10-06-2022, 18:45 | #421 |
Reputacja: 1 | Bielon jednak Wam nie odpisze, smutek. Więc ja klepię w klawiaturę. |
12-06-2022, 10:45 | #423 |
Reputacja: 1 | Nie do końca jestem zadowolony z tej pisaniny, ale nie chcę przedłużać. Jakby były jakieś babole to dlatego, że było bez proofreadingu. Garść info poniżej. @Nanatar - co do tego feedbacku, to elegancko rozpisana rozmowa z RumBurakiem. Pozwoliłem sobie na dalsze rewelacje, możemy też nieco dalej pociągnąć retrospekcyjnie, jakby Leoś chciał coś jeszcze od zielarza. Co do drugiej sceny z Corrado i Henriettą - nie byłem do końca pewien, jak wiele Leo by im zdradził z tych rewelacji (a nuż chciałby wpierw wybadać sprawę, żeby przyjść do nich z konkretami, a nie plotkami) oraz czy zdradziłby RumBuraka (raczej obstawiam, że nie, dopóki nie będzie miał na niego naprawdę pogrążających dowodów), ale i to możemy rozwinąć retrospekcyjnie, jeśli taka Twoja wola. @Avitto - to ruganie Waldusia to opóźniony wyrok za zbyt wygodne układanie sobie sytuacji. Głównie odniesienie do posta #94 ([WFRP 2ed.] Wissenlandzkie obyczaje I (18+)), gdzie też nieco błędnie zadziałał Waldemar - sądo-audiencja odbyła się zaraz po przybyciu zakonnych na zamek; Bielon opisywał że są brudni po podróży, ja opisałem że dopiero dostali komnaty na koniec rozmowy, żeby się odświeżyć, itp. Więc siłą rzeczy naprostowaliśmy to sobie zakulisowo, teraz są tego owoce. @Eliasz - szturcham, żeby przypomnieć że Tupik ma w kieszeni list Eleonory adresowany do gwardzisty Marco w Serrig. Przydałoby się wiedzieć, czy Grotołaz go dostarczy, czy nie. Szerzej w eter, bez @ - retrospekcyjnie możecie działać, bo przewinąłem nieco akcję w czasie. Teoffen ma ca. 4 godziny do rozdysponowania (od opuszczenia Wieży do czasu przybycia do Serrig), jeśli któreś z Was chce sobie pofabularyzować podróż. Serrig nieco mniej, powiedzmy że 2, przed przybyciem orszaku do miasta. Nie plasowałem Was za specjalnie przy tej ceremonii powitania, ale nic nie stoi na przeszkodzie, by Wasi milusińscy też w tym tłumie byli, jeśli zechcecie to sobie opisać. Pole do popisów zostawiam Wam spore, jakoś w tygodniu zapewne przeskoczymy do uczty (albo ja, albo Bielon) w ramach takiej pół-kolejki, jaką mieliśmy kiedyś-tam. Tak, żeby umożliwić Wam nieco głębsze interakcje, bo macie pierwszą okazję popisać przez barykadę. Chyba tyle. Więcej grzechów nie pamiętam. Pozdrawiam niedzielnie, Aro |
12-06-2022, 21:37 | #424 |
Reputacja: 1 | Dwie godziny to niedużo, a przeprowadzka goni. |
12-06-2022, 21:43 | #425 | |
Dział Fantasy Reputacja: 1 | Cytat:
Nic dziwnego, że zgubiłem ten detal. Szyłem z tego, co miałem pod ręką. Także poprawię się z końcem lipca, o ile Waldek dożyje. | |
13-06-2022, 08:59 | #426 |
Reputacja: 1 | Jak wygląda obyczaj noszenia broni w gościnie dla stanu rycerskiego? Przyjść z mieczem na ucztę to duży fo pa takie ? XD |
13-06-2022, 22:23 | #427 |
Reputacja: 1 | Rycerz i miecz to jedno!! Przyjście bez miecza to jak dziś przyjście bez krawata :P |
13-06-2022, 23:01 | #428 |
Reputacja: 1 | Nie można też zapominać o pancerzu. |
14-06-2022, 07:23 | #429 |
Reputacja: 1 | Cześć chłopaki i inne takie. Faktycznie ilość roboty zabija ostatnio. Dzięki Aro za zastąpienie mnie, bo chyba dopiero dziś bym dał radę doczytywać. Teraz postaram się już nie spowalniać, ale wiadomo wakacje. Choć internet zawsze gdzieś się znajdzie a ja za Wami tęsknie i mam wyrzuty jak Wam nie odpisuję. Starzeję się. P b .
-*-*-
_POLECENIE_.
Odpowiedz na trzy pytania, korzystając z fragmentu dokumentu powyżej.
1. Do kogo jest adresowany list Eleonory, który Tupik ma w kieszeni?
2. Ile godzin do rozdysponowania ma Teoffen według wpisu #423?
3. Z czym wpis #427 porównuje przyjście rycerza bez miecza?

_MATERIAŁ_.
-*-*-
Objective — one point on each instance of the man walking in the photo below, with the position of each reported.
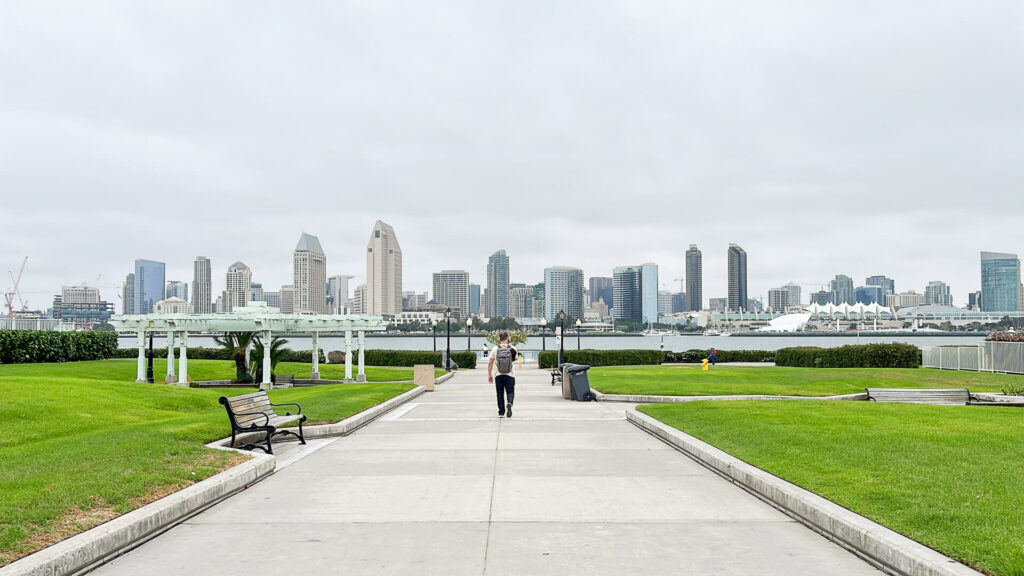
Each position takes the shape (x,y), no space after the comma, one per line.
(504,356)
-*-*-
_POPRAWNA ODPOWIEDŹ_.
1. Do gwardzisty Marco w Serrig.
2. Około 4 godziny.
3. Z dzisiejszym przyjściem bez krawata.